(Data listing)
····················
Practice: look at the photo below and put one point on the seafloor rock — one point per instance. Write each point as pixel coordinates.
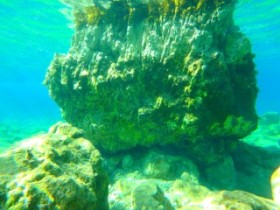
(59, 170)
(275, 185)
(185, 196)
(150, 197)
(157, 72)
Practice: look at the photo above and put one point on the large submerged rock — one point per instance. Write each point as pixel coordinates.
(157, 72)
(59, 170)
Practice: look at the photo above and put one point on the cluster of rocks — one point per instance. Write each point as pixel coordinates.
(164, 89)
(63, 170)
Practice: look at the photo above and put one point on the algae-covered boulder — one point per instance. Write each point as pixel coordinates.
(156, 72)
(58, 170)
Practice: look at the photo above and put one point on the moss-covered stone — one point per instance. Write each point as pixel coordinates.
(53, 171)
(157, 72)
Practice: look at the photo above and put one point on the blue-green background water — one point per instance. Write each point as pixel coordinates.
(32, 31)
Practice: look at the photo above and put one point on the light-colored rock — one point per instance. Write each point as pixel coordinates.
(58, 170)
(150, 197)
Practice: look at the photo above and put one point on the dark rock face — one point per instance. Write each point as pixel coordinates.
(157, 72)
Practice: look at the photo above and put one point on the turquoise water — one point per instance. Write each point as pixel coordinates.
(32, 31)
(260, 21)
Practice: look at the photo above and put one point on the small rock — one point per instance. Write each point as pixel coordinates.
(149, 196)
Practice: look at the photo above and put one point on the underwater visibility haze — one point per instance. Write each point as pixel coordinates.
(171, 104)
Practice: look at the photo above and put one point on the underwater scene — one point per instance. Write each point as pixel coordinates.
(140, 105)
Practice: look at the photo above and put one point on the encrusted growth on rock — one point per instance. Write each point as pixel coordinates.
(157, 72)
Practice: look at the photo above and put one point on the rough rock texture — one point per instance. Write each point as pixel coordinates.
(254, 167)
(58, 170)
(150, 197)
(185, 196)
(157, 72)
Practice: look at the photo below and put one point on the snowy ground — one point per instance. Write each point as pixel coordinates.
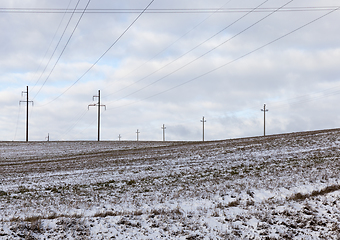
(276, 187)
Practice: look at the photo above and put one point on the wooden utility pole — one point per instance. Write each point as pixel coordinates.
(98, 105)
(163, 132)
(26, 111)
(203, 121)
(264, 119)
(138, 132)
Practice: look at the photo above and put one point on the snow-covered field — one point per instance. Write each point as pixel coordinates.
(275, 187)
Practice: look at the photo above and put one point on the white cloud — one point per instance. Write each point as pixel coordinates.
(297, 76)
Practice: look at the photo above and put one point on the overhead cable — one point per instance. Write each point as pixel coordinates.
(114, 43)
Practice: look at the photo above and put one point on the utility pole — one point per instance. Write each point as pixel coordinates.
(264, 119)
(163, 132)
(98, 105)
(203, 121)
(138, 132)
(26, 110)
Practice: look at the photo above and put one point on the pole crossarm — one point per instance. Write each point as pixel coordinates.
(27, 103)
(264, 110)
(97, 105)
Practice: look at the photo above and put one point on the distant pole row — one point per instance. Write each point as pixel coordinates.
(137, 132)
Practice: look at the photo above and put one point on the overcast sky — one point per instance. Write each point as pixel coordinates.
(172, 64)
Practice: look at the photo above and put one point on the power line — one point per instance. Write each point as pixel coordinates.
(234, 60)
(74, 29)
(164, 51)
(51, 44)
(161, 10)
(187, 64)
(114, 43)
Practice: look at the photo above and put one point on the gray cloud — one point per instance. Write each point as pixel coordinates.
(144, 87)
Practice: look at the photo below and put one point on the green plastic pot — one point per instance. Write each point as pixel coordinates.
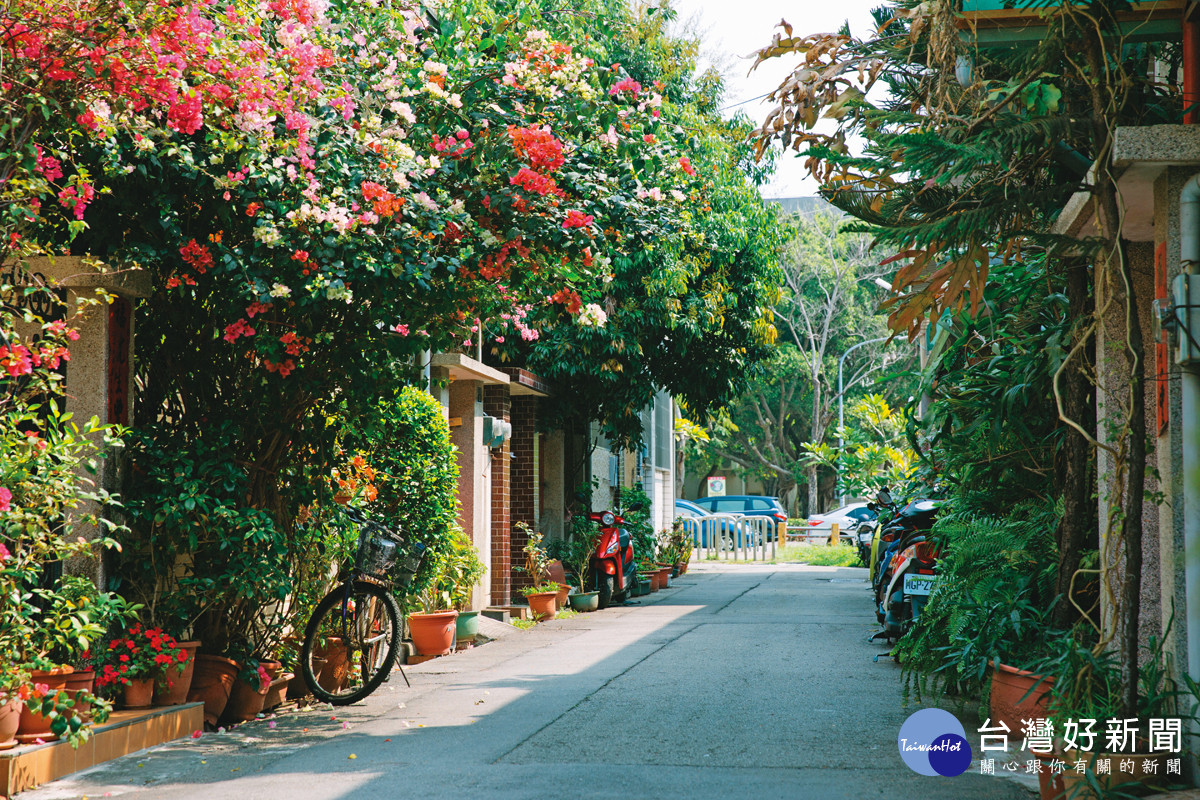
(467, 625)
(586, 601)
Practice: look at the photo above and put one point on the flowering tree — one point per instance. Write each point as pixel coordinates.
(321, 193)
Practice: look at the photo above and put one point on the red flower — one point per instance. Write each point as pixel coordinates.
(577, 220)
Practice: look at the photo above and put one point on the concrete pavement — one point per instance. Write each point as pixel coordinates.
(744, 680)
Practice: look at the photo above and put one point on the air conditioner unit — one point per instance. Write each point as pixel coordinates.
(496, 432)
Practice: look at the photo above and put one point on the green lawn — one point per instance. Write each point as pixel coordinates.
(819, 555)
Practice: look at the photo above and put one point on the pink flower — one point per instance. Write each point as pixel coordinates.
(186, 115)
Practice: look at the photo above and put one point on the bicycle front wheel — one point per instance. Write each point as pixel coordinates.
(351, 643)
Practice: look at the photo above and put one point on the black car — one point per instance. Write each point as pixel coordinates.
(748, 505)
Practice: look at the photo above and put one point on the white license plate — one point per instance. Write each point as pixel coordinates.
(919, 584)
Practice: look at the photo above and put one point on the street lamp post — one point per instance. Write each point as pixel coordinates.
(841, 417)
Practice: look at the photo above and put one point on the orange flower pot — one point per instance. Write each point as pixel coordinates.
(172, 687)
(433, 633)
(138, 693)
(10, 722)
(211, 683)
(1008, 702)
(544, 605)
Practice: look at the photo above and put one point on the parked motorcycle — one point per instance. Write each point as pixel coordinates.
(613, 570)
(903, 567)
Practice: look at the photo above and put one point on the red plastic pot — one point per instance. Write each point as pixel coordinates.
(433, 633)
(172, 687)
(10, 722)
(138, 693)
(211, 683)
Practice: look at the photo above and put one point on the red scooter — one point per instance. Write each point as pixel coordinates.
(613, 570)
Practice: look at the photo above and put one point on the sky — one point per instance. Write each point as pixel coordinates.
(732, 29)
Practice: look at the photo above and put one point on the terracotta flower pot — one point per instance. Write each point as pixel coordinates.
(544, 605)
(138, 693)
(172, 687)
(211, 683)
(1008, 687)
(245, 701)
(34, 727)
(586, 601)
(334, 659)
(10, 722)
(433, 635)
(81, 679)
(1050, 785)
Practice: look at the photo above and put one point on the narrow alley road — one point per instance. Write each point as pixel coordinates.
(744, 681)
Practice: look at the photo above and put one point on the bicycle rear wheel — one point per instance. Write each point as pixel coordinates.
(351, 643)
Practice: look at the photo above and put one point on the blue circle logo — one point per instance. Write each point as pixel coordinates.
(934, 743)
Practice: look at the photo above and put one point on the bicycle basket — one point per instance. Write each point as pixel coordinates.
(407, 565)
(378, 553)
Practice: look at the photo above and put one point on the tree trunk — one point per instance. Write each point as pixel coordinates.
(817, 434)
(1079, 525)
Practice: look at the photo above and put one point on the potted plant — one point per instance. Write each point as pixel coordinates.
(1087, 685)
(135, 660)
(543, 600)
(461, 571)
(577, 557)
(247, 696)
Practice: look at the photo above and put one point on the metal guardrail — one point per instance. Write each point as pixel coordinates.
(727, 536)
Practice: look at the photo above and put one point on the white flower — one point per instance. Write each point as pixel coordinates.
(592, 316)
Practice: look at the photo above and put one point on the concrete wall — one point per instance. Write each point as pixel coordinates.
(466, 403)
(1169, 446)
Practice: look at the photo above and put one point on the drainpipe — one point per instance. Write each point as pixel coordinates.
(1189, 421)
(841, 415)
(1192, 71)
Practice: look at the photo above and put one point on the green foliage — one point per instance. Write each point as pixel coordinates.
(635, 510)
(990, 603)
(580, 547)
(817, 554)
(461, 570)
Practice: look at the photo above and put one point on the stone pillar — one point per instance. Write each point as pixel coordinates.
(96, 380)
(496, 403)
(1113, 394)
(466, 408)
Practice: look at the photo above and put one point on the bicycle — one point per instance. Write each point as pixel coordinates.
(351, 641)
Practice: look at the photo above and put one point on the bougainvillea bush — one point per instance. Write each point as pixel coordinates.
(324, 192)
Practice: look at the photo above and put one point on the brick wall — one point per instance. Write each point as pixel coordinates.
(496, 403)
(525, 428)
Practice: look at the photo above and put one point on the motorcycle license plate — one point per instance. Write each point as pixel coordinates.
(919, 584)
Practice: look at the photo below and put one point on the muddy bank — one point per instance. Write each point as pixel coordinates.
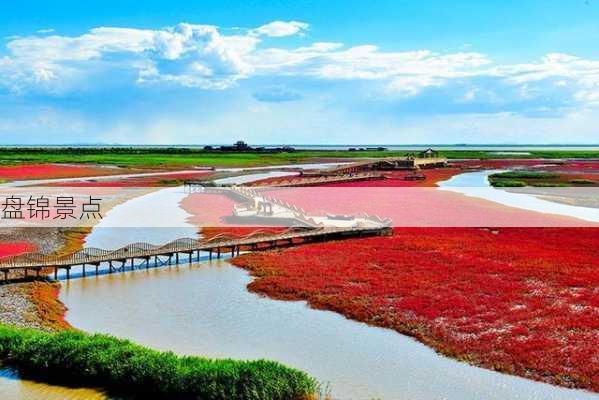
(35, 304)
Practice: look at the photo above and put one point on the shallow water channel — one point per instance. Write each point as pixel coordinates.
(204, 309)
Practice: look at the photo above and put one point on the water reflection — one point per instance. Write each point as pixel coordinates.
(205, 309)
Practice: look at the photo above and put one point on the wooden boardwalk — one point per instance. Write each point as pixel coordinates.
(38, 263)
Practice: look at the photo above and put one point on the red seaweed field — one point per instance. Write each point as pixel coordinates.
(519, 300)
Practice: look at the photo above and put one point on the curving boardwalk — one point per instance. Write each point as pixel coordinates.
(219, 244)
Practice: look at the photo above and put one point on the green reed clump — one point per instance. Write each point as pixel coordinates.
(117, 364)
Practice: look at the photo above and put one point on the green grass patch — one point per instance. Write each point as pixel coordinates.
(120, 365)
(508, 183)
(181, 157)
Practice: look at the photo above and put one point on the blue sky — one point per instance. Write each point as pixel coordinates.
(299, 72)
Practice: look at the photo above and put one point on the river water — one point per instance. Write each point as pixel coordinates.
(205, 309)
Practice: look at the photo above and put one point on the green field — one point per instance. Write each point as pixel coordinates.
(180, 157)
(124, 367)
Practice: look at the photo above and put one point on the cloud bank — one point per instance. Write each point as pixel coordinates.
(313, 77)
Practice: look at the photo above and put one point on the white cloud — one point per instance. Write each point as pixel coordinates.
(201, 56)
(280, 28)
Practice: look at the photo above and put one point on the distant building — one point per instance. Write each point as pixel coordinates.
(241, 146)
(429, 153)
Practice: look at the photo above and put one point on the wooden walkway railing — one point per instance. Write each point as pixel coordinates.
(219, 244)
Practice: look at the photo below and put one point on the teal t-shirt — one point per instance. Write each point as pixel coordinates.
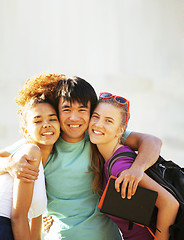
····················
**Work to do**
Locate every line in the records above that contains the word "underwater" and copy each one.

**Exercise response**
Practice: look at the photo above and put one point on the underwater visibility haze — one point per instance. Write each point as pixel coordinates.
Practice: look at the photo above and put one point on the underwater scene — one point per instance. Write each point as pixel coordinates.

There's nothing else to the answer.